▶ **Problem requirements**
Return each entry unchanged.

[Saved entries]
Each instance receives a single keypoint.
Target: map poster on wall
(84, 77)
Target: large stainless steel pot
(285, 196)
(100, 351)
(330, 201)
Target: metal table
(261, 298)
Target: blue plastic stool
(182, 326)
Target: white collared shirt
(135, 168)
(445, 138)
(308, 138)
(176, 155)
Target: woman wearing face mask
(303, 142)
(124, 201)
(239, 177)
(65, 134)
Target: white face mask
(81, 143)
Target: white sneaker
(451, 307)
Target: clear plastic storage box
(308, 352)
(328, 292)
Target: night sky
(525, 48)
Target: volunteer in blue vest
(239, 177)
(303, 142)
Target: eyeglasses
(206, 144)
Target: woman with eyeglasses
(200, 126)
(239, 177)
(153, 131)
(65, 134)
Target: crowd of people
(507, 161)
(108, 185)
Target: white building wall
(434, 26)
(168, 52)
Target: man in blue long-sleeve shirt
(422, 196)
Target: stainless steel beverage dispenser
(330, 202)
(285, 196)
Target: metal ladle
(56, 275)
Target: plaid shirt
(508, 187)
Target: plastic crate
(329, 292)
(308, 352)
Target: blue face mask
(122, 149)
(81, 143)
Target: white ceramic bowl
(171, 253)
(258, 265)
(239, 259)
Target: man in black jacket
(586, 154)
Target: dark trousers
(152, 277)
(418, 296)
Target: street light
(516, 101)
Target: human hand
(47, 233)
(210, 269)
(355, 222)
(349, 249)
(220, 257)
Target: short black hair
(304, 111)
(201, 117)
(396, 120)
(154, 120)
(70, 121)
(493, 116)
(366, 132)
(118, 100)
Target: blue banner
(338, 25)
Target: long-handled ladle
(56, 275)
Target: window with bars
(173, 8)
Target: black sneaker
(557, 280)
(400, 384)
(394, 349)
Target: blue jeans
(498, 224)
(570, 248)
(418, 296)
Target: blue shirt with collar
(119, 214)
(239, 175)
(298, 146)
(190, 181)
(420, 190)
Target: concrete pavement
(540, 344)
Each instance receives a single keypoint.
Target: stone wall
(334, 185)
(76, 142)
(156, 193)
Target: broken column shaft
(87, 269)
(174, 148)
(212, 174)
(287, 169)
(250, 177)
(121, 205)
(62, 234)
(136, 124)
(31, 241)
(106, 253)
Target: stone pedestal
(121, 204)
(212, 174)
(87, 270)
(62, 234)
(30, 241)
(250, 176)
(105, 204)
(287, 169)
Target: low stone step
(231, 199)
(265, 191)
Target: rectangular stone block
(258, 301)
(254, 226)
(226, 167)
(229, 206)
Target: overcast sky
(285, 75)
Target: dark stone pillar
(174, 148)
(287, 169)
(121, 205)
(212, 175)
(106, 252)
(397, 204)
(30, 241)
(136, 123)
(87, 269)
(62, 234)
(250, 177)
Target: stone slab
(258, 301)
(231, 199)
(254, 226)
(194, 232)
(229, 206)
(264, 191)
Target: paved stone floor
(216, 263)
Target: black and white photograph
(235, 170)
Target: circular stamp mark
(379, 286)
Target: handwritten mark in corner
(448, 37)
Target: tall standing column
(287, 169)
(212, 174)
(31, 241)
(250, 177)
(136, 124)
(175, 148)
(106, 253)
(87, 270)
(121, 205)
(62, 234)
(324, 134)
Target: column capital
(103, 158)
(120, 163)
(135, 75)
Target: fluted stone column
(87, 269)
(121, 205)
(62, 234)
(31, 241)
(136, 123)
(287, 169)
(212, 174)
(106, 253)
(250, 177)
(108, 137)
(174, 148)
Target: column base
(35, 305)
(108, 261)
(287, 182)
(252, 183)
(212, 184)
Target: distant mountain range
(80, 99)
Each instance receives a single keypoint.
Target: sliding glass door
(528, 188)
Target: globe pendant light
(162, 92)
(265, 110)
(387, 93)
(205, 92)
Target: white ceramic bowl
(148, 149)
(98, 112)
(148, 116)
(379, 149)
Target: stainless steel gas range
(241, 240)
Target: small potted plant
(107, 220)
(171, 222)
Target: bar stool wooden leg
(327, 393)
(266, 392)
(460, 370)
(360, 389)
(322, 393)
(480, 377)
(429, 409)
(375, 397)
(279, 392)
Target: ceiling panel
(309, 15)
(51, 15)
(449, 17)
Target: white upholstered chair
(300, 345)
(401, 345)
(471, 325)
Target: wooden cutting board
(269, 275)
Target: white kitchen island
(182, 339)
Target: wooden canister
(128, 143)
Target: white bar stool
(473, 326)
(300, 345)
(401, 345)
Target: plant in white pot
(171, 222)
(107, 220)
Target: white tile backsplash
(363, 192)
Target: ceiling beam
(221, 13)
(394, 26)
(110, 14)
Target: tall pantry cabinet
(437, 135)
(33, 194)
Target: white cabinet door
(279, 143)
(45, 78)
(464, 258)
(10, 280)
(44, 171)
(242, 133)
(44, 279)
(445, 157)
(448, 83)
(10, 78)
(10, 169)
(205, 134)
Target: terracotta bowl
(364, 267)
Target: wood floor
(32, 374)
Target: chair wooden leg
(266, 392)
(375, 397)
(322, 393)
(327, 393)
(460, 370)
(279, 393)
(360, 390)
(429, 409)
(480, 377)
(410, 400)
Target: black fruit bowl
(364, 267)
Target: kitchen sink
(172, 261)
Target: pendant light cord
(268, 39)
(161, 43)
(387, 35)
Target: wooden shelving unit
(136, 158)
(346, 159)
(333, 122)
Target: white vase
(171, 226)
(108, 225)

▶ **Written answer**
Each instance receives a single keypoint.
Target: map poster on wall
(84, 77)
Target: large stainless steel pot
(285, 196)
(100, 351)
(330, 201)
Target: metal table
(261, 298)
Target: blue plastic stool
(182, 326)
Target: white collared shirt
(135, 168)
(445, 138)
(308, 138)
(176, 155)
Target: woman wearing face mask
(303, 142)
(124, 201)
(239, 177)
(65, 134)
Target: white face mask
(81, 143)
Target: white sneaker
(451, 307)
Target: clear plastic storage box
(308, 352)
(328, 292)
Target: night sky
(525, 48)
Target: volunteer in blue vest
(239, 177)
(303, 142)
Target: eyeglasses
(206, 144)
Target: woman with eyeglasses
(200, 126)
(239, 177)
(153, 131)
(65, 134)
Target: crowd of people
(507, 161)
(108, 185)
Target: white building wall
(434, 26)
(168, 52)
Target: man in blue long-sleeve shirt
(422, 196)
Target: stainless steel beverage dispenser
(330, 202)
(285, 196)
Target: metal ladle
(56, 275)
Target: plaid shirt
(508, 187)
Target: plastic crate
(329, 292)
(308, 352)
Target: blue face mask
(122, 149)
(81, 143)
Target: white ceramic bowl
(171, 253)
(258, 265)
(239, 259)
Target: man in black jacket
(586, 154)
Target: dark trousers
(152, 277)
(418, 296)
Target: street light
(516, 101)
Target: human hand
(47, 233)
(210, 269)
(355, 222)
(349, 249)
(220, 257)
Target: short black hair
(304, 111)
(201, 117)
(396, 120)
(154, 120)
(70, 121)
(493, 116)
(366, 132)
(118, 100)
Target: blue banner
(338, 25)
Target: long-handled ladle
(56, 275)
Target: window with bars
(173, 8)
Target: black sneaker
(557, 280)
(400, 384)
(394, 349)
Target: blue jeans
(498, 224)
(570, 248)
(418, 296)
Target: blue shirt with collar
(119, 214)
(239, 175)
(298, 146)
(190, 181)
(420, 190)
Target: concrete pavement
(540, 344)
Each instance receives a single keypoint.
Target: stone wall
(334, 185)
(76, 142)
(156, 193)
Target: broken column shaft
(87, 269)
(174, 148)
(212, 174)
(287, 169)
(250, 177)
(121, 205)
(62, 234)
(136, 124)
(31, 241)
(106, 253)
Target: stone pedestal
(121, 204)
(212, 174)
(87, 270)
(62, 234)
(30, 241)
(250, 176)
(105, 204)
(287, 169)
Target: low stone step
(231, 199)
(265, 191)
Target: rectangular stone block
(258, 301)
(254, 226)
(226, 167)
(229, 206)
Target: overcast sky
(285, 75)
Target: dark stone pillar
(174, 148)
(287, 169)
(121, 205)
(212, 175)
(106, 252)
(397, 204)
(30, 241)
(136, 123)
(87, 269)
(62, 234)
(250, 177)
Target: stone slab
(258, 301)
(231, 199)
(254, 226)
(194, 232)
(229, 206)
(264, 191)
Target: paved stone floor
(216, 263)
Target: black and white photograph
(235, 170)
Target: circular stamp mark
(379, 286)
Target: handwritten mark in corner
(448, 37)
Target: tall standing column
(287, 169)
(212, 174)
(31, 241)
(250, 177)
(136, 124)
(175, 148)
(106, 253)
(87, 270)
(121, 205)
(62, 234)
(324, 134)
Target: column capital
(103, 158)
(120, 163)
(135, 75)
Target: fluted stone column
(87, 269)
(121, 205)
(62, 234)
(31, 241)
(136, 123)
(287, 169)
(212, 174)
(106, 253)
(250, 177)
(108, 137)
(174, 148)
Target: column base
(35, 305)
(108, 261)
(287, 182)
(252, 183)
(212, 184)
Target: distant mountain range
(80, 99)
Each instance receives a single keypoint.
Target: sliding glass door
(528, 188)
Target: globe pendant light
(162, 92)
(265, 110)
(387, 93)
(205, 92)
Target: white ceramic bowl
(148, 149)
(98, 112)
(148, 116)
(379, 149)
Target: stainless steel gas range
(241, 240)
Target: small potted plant
(107, 220)
(171, 222)
Target: bar stool wooden leg
(327, 393)
(266, 392)
(460, 370)
(360, 389)
(322, 393)
(480, 377)
(429, 409)
(375, 397)
(279, 392)
Target: ceiling panel
(309, 15)
(51, 15)
(449, 17)
Target: white upholstered chair
(300, 345)
(401, 345)
(471, 325)
Target: wooden cutting board
(269, 275)
Target: white kitchen island
(182, 339)
Target: wooden canister
(128, 143)
Target: white bar stool
(473, 326)
(300, 345)
(401, 345)
Target: plant in white pot
(171, 222)
(107, 220)
Target: white tile backsplash
(363, 192)
Target: ceiling beam
(221, 13)
(394, 26)
(110, 14)
Target: tall pantry cabinet
(437, 135)
(33, 194)
Target: white cabinet door
(279, 143)
(45, 78)
(464, 258)
(10, 280)
(44, 171)
(242, 133)
(44, 279)
(445, 157)
(448, 83)
(10, 78)
(10, 169)
(205, 134)
Target: terracotta bowl
(364, 267)
Target: wood floor
(32, 374)
Target: chair wooden leg
(266, 392)
(375, 397)
(322, 393)
(327, 393)
(460, 370)
(279, 393)
(360, 390)
(429, 409)
(480, 377)
(410, 400)
Target: black fruit bowl
(364, 267)
Target: kitchen sink
(172, 261)
Target: pendant light cord
(268, 39)
(161, 43)
(387, 35)
Target: wooden shelving unit
(136, 158)
(346, 159)
(333, 122)
Target: white vase
(171, 226)
(108, 225)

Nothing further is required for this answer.